— begin Page excerpt —

And in summary, the best practice I reckon is:

Use seed at initial stage. Use migration after initial stage.

Tian

On Sep 23, 11:05 am, Tianwen Chen <[email protected]> wrote:
> Hi everyone,
>
> I just want to raise a discussion as titled and try to find out some
> best practices.
>
> I personally choose migration over seed only when we need to make
> changes after the app is online.
>
> From what I can see, the purpose of seed is when you have a completely
> new database, you can populate essential data for the app to use. The
> purpose of migration is when you need to make changes to the database
> schema, or data which people don't suggest to.
>
> Let's now think about the following scenarios:
> 1. Initial stage of the app
>    Apparently, you should use seed in here instead of migration.
> 2. The app is already in production running, and you need to populate
> more data for some of the tables. For example, need to add more
> categories for products.
>    Here, you can use either seed or migration. But for seed, you need
> to identify the existing record in the database in case you might
> create duplicate records.
> 3. The app is already in production running, and you need to remove
> some data in the database. For example, the client wants to remove the
> products and as well as their categories.
>    Here, you will prefer migration over seed. As seed shouldn't be
> used to remove data from literal.

— end Page excerpt —
— begin Data rows —

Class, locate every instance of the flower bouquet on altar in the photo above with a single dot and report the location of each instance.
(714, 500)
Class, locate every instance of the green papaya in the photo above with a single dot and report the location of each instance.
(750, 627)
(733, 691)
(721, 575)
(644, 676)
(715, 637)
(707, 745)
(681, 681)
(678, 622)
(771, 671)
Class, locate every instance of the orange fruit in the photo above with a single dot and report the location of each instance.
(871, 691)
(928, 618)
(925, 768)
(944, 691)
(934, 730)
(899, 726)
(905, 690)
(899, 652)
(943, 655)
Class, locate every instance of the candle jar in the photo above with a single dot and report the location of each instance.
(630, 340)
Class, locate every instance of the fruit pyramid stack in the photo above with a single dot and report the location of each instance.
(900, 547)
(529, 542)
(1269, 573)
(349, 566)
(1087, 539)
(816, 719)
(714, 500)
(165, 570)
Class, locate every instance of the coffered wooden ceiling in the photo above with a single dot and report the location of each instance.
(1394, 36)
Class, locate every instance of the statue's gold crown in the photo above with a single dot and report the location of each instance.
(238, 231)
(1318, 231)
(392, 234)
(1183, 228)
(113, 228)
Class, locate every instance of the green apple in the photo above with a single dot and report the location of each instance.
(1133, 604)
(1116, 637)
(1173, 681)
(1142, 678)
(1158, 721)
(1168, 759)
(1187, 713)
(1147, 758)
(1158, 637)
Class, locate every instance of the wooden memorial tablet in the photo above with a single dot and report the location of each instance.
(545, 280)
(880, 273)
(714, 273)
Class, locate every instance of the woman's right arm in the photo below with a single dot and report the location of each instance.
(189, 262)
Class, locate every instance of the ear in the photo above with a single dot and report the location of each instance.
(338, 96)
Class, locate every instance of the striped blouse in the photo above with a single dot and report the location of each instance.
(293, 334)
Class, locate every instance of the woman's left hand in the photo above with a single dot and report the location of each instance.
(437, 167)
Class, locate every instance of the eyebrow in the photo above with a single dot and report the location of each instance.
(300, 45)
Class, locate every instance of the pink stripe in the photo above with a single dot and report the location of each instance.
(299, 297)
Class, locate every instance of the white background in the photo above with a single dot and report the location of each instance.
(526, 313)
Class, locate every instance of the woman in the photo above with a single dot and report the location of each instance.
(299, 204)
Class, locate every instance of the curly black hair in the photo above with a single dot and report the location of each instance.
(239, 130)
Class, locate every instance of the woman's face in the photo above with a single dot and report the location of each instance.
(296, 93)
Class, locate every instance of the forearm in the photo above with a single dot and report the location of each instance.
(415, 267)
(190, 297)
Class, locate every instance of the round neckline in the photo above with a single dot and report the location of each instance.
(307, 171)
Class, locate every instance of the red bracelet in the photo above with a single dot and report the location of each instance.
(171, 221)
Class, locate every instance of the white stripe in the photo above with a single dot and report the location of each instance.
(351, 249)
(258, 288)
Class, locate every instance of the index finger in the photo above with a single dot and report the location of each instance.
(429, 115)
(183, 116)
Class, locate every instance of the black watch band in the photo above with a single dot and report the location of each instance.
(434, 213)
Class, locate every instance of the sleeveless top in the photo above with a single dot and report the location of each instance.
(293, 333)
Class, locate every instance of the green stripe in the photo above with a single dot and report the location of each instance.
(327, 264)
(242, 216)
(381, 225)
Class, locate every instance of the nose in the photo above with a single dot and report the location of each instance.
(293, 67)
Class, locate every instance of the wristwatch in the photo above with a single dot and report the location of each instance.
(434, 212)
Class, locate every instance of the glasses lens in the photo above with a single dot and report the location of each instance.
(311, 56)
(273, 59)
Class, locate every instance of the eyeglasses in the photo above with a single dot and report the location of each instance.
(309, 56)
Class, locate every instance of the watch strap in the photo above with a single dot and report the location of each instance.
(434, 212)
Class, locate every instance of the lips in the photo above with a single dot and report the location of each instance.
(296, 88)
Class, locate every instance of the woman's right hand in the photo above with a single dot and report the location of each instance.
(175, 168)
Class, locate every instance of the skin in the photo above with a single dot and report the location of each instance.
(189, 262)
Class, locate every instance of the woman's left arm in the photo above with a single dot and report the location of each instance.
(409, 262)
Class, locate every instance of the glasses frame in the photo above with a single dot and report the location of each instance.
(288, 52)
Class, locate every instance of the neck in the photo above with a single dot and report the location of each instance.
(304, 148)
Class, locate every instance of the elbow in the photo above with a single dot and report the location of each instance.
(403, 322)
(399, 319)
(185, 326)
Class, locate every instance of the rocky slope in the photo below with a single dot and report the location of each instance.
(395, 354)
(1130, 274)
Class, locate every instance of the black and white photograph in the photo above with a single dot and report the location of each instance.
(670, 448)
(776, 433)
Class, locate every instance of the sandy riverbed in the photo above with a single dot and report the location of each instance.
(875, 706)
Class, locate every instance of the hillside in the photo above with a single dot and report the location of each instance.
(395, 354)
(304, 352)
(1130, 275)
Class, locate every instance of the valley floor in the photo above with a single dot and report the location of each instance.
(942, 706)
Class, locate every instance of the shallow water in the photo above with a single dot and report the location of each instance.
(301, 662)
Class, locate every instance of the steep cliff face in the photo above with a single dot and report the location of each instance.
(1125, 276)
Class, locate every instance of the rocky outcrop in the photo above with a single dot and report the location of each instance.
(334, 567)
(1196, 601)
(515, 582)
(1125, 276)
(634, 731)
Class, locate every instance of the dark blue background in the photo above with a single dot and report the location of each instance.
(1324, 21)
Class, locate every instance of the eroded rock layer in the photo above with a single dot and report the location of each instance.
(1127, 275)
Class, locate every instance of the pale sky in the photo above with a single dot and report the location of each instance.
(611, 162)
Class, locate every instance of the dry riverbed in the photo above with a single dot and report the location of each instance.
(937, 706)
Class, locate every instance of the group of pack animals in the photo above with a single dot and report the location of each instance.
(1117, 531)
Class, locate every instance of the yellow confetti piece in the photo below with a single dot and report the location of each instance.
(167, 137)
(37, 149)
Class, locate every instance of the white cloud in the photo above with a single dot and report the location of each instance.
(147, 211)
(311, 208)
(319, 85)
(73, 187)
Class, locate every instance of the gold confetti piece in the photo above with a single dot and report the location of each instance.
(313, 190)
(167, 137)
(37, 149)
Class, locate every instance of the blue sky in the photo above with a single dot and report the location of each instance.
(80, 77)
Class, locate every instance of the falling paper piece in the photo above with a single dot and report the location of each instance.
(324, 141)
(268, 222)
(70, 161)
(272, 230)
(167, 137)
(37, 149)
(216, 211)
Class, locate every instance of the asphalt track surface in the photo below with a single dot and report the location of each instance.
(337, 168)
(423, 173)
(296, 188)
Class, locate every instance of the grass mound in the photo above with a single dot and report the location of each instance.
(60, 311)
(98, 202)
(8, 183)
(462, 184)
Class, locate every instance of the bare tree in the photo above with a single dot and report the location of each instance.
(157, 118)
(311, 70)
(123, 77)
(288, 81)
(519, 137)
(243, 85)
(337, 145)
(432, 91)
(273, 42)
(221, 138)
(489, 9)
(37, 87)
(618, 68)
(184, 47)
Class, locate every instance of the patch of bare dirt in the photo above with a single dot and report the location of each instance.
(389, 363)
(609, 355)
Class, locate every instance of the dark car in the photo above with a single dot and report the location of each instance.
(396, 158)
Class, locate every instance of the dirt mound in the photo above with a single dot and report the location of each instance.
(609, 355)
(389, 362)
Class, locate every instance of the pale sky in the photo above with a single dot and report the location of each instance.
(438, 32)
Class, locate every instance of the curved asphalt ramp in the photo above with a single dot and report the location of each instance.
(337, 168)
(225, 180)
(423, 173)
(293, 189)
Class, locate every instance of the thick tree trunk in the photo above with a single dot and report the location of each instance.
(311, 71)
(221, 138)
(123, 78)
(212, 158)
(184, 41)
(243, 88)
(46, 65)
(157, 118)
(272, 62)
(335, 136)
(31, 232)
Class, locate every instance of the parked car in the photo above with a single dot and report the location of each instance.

— end Data rows —

▶ _Written task 1_:
Answer these about the seed-and-migration post:
(a) According to the summary at the top, when should migration be used?
(b) In the second scenario, what must be identified in the database when using seed?
(c) In the third scenario, what does the client want removed?
▶ _Written task 2_: Reproduce the seed-and-migration post word for word, everything from "On Sep 23, 11:05 am, Tianwen" down to "app is online.".

▶ _Complete answer 1_:
(a) After the initial stage.
(b) The existing record, in case duplicate records are created.
(c) The products and their categories.

▶ _Complete answer 2_:
On Sep 23, 11:05 am, Tianwen Chen <[email protected]> wrote:
> Hi everyone,
>
> I just want to raise a discussion as titled and try to find out some
> best practices.
>
> I personally choose migration over seed only when we need to make
> changes after the app is online.